• **Aim of the exercise**: Return every line in the items below that contains the word "roof".

[Start of Records shown]

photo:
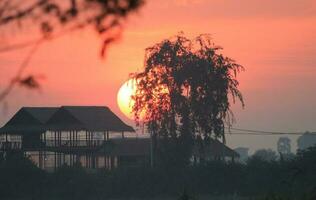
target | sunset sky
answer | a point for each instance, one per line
(274, 40)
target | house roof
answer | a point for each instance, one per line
(29, 119)
(91, 118)
(40, 119)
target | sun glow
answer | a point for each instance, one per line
(124, 98)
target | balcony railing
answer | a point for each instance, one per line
(10, 145)
(77, 143)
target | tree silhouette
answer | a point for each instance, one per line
(284, 145)
(55, 18)
(183, 92)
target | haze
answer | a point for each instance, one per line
(274, 40)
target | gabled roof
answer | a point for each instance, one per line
(29, 119)
(91, 118)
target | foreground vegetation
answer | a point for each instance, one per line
(293, 178)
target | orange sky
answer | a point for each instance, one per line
(274, 40)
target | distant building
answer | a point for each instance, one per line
(243, 153)
(306, 140)
(90, 135)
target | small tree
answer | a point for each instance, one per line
(284, 146)
(183, 94)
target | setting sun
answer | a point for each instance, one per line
(124, 98)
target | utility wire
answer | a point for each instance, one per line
(263, 132)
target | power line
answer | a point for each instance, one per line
(263, 132)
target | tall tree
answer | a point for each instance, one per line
(183, 93)
(55, 18)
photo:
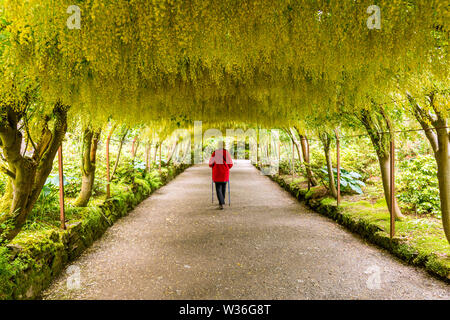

[End of Records shown]

• **Task result**:
target | house roof
target | gabled roof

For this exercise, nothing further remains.